# Excerpt to read:
==============================

Michael Irwin’s The Skull and the Nightingale is a chilling and deliciously dark, literary novel of manipulation and sex, intrigue and seduction, set in 18th-century England. When Richard Fenwick returns to London, his wealthy godfather, James Gilbert, has an unexpected proposition. Gilbert has led a sedate life in Worcestershire, but feels the urge to experience, even vicariously, the extremes of human feeling: love, passion, and something much more sinister. It becomes apparent that Gilbert desires news filled with tales of carousing, flirtation, excess, and London’s more salacious side. But Gilbert’s elaborate and manipulative “experiments” into the workings of human behavior soon drag Richard into a Faustian vortex of betrayal and danger where lives are ruined and tragedy is only a step away. With echoes of Dangerous Liaisons, Michael Irwin’s The Skull and the Nightingale is an urgent period drama that seduces the senses.
From Booklist
This provocative novel offers a richly detailed look at a filthy eighteenth-century London. Orphaned 23-year-old Richard Fenwick has had his education paid for by his godfather, James Gilbert. Upon returning from a grand tour in Europe, Richard is summoned to the great man’s estate, where he waits anxiously to hear what his responsible but cold godfather’s plans are for him. What Gilbert desires is correspondence from his godson outlining his adventures in London, for it turns out that Gilbert has never allowed himself to give in to his sensual nature and now regrets it. Initially, Richard is only too glad to record his marathon drinking sessions with his boisterous friends and his budding liaison with a glamorous actress. But when he runs into a childhood friend, now married, and feels himself once again drawn to her, he is hesitant to reveal his true feelings to his godfather’s prying eyes. Yet at the same time, he finds himself growing increasingly reckless, so that he has something to write about. This surprisingly dark story of twisted head-games and base instincts is, by turns, troubling and engrossing. --Joanne Wilkinson
Entertainment Weekly
“Evokes Tom Jones, The Crimson Petal and the White, and Les Liaisons Dangereuses. . . . Irwin has crafted a terrific historical novel, and an even better psychological thriller. A-”
Sunday Times (London)
“As Gilbert becomes ever more manipulative, and Fenwick falls in love with another pawn in his patron’s game, Irwin creates an atmospheric portrait of the Georgian world in which this ambivalent rake’s progress takes place.”
Kirkus Reviews (starred review)
“Amid Irwin’s spot-on descriptions of 18-century England’s squalor and splendor, the masquerades and dinner parties, this passion play mostly rests between the sheets where Lust lies. . . . Irwin’s secondary characters also fascinate . . . A tale of morals, intriguingly told.”
Jenny Uglow, author of The Lunar Men
“I really admired and enjoyed it. The atmosphere, idiom and characters are great. The plotting is terrific. And I had a genuine shock at the end.”

==============================

# Source excerpt:

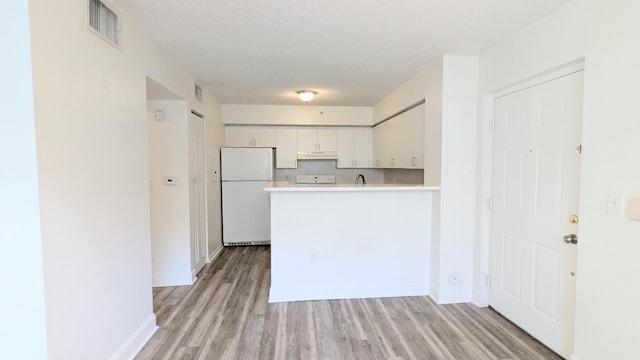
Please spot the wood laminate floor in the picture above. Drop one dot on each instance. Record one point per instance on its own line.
(225, 315)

==============================

# Required task 1:
Name every newspaper or magazine that the page on The Skull and the Nightingale credits as the source of a review excerpt.
# Required task 2:
Reproduce the passage from the page on The Skull and the Nightingale that starts at "Sunday Times (London)" and ends at "Reviews (starred review)".

# Finished answer 1:
- Booklist
- Entertainment Weekly
- Sunday Times (London)
- Kirkus Reviews

# Finished answer 2:
Sunday Times (London)
“As Gilbert becomes ever more manipulative, and Fenwick falls in love with another pawn in his patron’s game, Irwin creates an atmospheric portrait of the Georgian world in which this ambivalent rake’s progress takes place.”
Kirkus Reviews (starred review)